*TASK A*:
Would you copy the records verbatim, from their first line through the line containing "[(4, 18), (57, 4), (6, 5), (20, 57)]", with both of those lines included?
--- start of TEXT PASSAGE ---
Comparisons with other methods.

Table 2 includes comparisons with other methods reporting their performance on PartNet per category [XFX*18, QYSG17, LMQ*23, LBS*18, LHC*20, WYZ*21] along with our best performing variants (“MinkHRNetCSN-K1” and “MID-FC-CSN-K4”). Compared to the original MinkowskiNet (“MinkResUNet”), our “MinkHRNetCSN-K1” variant achieves an improvement of $3.1\%$ in terms of mean Part IoU in PartNet. Compared to “MID-FC”, our best variant (“MID-FC-CSN-K4”) also offers a noticeable improvement of $1.3\%$ in mean Part IoU. To the best of our knowledge, the result of our best variant represents the highest mean Part IoU performance achieved in the PartNet benchmark so far. As it can been in the last column of Table 2, our method improves performance for $16$ out of $17$ categories.

Qualitative Results.

Figures 2 shows qualitative comparisons for MinkowskiNet-based variants – specifically our best variant in this case using cross-shape attention with $K=1$ , self-shape attention, our MinkNetHR backbone, and the original MinkowskiNet. Our backbone often improves the labeling relative to the original MinkowskiNet (e.g., see bed mattress, or monitor base). Our cross-shape attention tends to further improve upon fine-grained details in the segmentation e.g., see the top of the bottle, the armrests in the chair, and the bottom of the blade, pushing the segmentation to be more consistent with the retrieved key shape shown in the inlet images. Figure 3 shows comparisons for the MID-FC-based variants, including using cross-shape attention with $K=4$ , self-shape attention, and the original MID-FC. We can drive similar conclusions – our method improves the consistency of segmentation especially for fine-grained details e.g., the lower bars of the table, the bottom of the lamp, the handle of the sword, and the sides of the seat.

Number of parameters.

Our CSA layer adds a relatively small overhead in terms of number of parameters. The MID-FC backbone has $1.8M$ parameters, the MinkHRNet has $24.8M$ parameters, while the CSA layer adds $0.4M$ parameters.

Computation.

The cross-shape operation (Eq. 7) has linear time complexity wrt the number of used key shapes ( $K$ ) and quadratic time complexity wrt the number of points per shape during both training and testing. To accelerate computation, subsets of points could be used as key points, as done in sparsified formulations of attention [ZGD*20, LSH*22]. The construction of the shape graph during training has quadratic time complexity wrt the number of the training shapes in the input collection. This is because the retrieval measure (Eq. 14) must be evaluated for all pairs of training shapes in our current implementation. For example, our CSA layer for $K=1$ requires approximately $105$ hours on a NVidia $V100$ to train for the largest PartNet category ( $3.5\times$ more compared to training either backbone alone) due to the iterative graph construction and fine-tuning discussed in Section 3.3. A more efficient implementation could involve a more hierarchical approach e.g., perform clustering to select only a subset of training shapes as candidate key shapes for the retrieval measure. During inference, the time required per test shape exhibits linear complexity wrt the number of training shapes used for retrieval. In our experiments, testing time ranges from $0.7$ sec (“Dish” class with the smallest number of shapes) to $7.8$ sec (“Table” class with the largest number of shapes).
--- end of TEXT PASSAGE ---
*TASK B*:
Which bracketed citation keys appear in the passage on PartNet segmentation results?
--- start of INFORMATION SHOWN ---
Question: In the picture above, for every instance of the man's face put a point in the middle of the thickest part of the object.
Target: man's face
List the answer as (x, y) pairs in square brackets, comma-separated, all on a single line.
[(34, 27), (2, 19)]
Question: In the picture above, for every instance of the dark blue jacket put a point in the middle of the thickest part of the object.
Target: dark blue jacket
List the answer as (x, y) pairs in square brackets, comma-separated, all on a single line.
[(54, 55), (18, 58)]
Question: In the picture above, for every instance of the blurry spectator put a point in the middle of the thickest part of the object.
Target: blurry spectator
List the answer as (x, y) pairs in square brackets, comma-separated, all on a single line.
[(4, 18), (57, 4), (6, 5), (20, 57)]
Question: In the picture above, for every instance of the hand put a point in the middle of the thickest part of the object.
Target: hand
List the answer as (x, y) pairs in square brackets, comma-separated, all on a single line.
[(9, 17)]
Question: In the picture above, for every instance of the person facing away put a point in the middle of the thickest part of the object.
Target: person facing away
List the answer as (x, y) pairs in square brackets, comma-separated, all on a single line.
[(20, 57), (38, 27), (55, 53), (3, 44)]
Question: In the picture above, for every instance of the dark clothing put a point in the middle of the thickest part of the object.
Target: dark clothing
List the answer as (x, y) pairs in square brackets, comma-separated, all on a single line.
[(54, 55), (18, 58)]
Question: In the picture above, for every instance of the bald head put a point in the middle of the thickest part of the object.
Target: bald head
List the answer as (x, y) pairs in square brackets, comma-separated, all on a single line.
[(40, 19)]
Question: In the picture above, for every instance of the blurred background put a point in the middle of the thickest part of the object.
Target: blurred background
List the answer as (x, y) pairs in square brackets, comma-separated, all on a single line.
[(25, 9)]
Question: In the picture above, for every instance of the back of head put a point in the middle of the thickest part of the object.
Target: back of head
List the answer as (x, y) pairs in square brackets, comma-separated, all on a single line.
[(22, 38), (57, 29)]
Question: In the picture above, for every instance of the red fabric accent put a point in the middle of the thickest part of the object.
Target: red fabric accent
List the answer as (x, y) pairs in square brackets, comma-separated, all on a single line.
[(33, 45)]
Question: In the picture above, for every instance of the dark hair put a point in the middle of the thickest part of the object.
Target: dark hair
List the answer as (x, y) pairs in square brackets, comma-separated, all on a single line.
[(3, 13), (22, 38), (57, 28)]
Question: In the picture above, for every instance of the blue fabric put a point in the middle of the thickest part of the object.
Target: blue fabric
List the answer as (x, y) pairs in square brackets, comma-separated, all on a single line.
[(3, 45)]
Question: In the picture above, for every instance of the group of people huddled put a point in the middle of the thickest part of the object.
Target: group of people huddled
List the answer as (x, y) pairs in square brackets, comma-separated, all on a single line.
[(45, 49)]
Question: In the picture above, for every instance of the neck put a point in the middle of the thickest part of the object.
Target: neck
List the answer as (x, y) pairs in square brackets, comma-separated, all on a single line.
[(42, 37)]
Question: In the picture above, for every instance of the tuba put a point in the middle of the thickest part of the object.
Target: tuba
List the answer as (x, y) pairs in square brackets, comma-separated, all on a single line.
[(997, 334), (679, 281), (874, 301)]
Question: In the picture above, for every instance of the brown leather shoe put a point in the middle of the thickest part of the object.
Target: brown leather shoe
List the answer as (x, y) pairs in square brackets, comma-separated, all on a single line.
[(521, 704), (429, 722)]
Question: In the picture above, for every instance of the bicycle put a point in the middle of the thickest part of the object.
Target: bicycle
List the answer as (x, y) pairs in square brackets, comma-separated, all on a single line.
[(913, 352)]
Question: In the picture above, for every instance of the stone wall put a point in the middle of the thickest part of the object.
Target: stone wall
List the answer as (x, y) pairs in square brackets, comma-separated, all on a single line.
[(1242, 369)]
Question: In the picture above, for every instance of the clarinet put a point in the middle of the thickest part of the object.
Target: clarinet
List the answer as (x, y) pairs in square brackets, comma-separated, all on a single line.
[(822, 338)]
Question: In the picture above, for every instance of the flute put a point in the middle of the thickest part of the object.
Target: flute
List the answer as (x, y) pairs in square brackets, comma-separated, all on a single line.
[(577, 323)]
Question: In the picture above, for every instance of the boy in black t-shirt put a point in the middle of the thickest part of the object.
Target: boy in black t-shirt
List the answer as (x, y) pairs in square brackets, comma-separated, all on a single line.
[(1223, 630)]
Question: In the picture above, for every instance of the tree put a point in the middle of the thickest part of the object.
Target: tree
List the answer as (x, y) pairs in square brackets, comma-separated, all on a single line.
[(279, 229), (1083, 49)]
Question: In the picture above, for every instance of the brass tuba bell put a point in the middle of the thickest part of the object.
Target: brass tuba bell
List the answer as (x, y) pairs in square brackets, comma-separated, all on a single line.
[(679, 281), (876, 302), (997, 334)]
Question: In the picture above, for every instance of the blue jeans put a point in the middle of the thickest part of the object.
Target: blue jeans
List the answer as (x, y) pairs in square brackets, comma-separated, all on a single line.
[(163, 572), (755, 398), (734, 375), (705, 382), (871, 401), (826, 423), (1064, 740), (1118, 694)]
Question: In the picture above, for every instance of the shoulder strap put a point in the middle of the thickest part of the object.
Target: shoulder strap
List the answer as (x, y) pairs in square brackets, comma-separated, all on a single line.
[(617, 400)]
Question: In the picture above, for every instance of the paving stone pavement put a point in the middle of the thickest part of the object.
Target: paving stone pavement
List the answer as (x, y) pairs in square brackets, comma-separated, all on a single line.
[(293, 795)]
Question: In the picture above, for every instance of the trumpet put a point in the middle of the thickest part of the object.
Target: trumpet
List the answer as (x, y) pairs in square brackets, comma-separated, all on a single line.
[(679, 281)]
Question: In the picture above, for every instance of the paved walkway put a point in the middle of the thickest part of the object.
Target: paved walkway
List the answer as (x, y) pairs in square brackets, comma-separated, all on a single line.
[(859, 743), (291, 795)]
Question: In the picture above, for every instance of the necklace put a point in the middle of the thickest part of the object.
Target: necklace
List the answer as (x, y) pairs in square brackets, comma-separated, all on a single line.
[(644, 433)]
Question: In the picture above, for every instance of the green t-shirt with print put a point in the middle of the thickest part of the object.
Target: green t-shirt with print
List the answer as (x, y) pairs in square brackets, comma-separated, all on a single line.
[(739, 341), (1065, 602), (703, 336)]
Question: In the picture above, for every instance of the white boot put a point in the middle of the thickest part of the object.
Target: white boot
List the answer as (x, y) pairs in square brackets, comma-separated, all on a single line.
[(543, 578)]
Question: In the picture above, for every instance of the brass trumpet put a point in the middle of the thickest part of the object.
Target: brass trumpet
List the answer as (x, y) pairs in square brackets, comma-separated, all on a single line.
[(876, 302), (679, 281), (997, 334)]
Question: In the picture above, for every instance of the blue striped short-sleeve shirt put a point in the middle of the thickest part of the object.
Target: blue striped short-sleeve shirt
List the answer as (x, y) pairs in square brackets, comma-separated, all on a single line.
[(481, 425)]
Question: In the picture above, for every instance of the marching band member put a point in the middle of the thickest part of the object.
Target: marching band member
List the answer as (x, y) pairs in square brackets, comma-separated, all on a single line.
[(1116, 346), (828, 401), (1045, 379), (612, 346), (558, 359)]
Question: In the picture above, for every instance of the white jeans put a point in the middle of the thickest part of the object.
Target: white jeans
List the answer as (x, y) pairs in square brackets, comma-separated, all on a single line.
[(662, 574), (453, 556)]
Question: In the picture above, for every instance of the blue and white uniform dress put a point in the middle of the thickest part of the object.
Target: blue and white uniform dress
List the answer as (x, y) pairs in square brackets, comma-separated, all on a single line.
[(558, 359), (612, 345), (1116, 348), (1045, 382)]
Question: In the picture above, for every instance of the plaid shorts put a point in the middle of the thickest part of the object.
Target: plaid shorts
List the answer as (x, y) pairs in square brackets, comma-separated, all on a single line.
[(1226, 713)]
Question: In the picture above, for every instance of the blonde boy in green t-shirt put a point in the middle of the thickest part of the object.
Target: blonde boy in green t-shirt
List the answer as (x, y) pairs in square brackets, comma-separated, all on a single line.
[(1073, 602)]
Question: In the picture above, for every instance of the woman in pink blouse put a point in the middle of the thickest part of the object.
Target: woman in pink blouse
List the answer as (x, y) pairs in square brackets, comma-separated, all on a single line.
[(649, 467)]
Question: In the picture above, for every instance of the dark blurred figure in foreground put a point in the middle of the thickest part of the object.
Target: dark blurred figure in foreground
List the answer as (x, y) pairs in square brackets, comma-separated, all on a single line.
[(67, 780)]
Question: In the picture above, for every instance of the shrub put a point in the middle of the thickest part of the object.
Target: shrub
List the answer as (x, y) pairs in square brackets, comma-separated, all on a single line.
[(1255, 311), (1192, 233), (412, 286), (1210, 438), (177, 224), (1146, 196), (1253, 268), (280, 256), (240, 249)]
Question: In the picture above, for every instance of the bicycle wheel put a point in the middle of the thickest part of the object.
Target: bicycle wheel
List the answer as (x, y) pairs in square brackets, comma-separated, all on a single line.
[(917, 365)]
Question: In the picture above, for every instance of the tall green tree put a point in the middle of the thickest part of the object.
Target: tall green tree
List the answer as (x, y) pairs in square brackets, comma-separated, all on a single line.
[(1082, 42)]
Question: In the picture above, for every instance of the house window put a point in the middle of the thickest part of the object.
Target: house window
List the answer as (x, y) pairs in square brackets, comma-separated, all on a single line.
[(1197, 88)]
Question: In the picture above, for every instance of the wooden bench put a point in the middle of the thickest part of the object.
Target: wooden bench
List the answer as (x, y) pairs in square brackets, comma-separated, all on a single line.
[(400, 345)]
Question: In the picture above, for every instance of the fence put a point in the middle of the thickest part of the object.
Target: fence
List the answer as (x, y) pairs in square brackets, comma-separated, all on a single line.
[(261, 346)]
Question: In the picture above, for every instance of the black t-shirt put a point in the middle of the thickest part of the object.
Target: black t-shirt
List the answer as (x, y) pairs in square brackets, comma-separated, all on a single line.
--- end of INFORMATION SHOWN ---
*EXERCISE ANSWER A*:
Question: In the picture above, for every instance of the man's face put a point in the middle of the thickest part of the object.
Target: man's face
List the answer as (x, y) pairs in square brackets, comma-separated, all on a single line.
[(34, 27), (2, 19)]
Question: In the picture above, for every instance of the dark blue jacket put a point in the middle of the thickest part of the object.
Target: dark blue jacket
List the answer as (x, y) pairs in square brackets, comma-separated, all on a single line.
[(54, 55), (18, 58)]
Question: In the picture above, for every instance of the blurry spectator put a point in the middle of the thickest part of the object.
Target: blurry spectator
List the answer as (x, y) pairs in square brackets, comma-separated, all on a single line.
[(4, 18), (57, 4), (6, 5), (20, 57)]

*EXERCISE ANSWER B*:
XFX*18, QYSG17, LMQ*23, LBS*18, LHC*20, WYZ*21, ZGD*20, LSH*22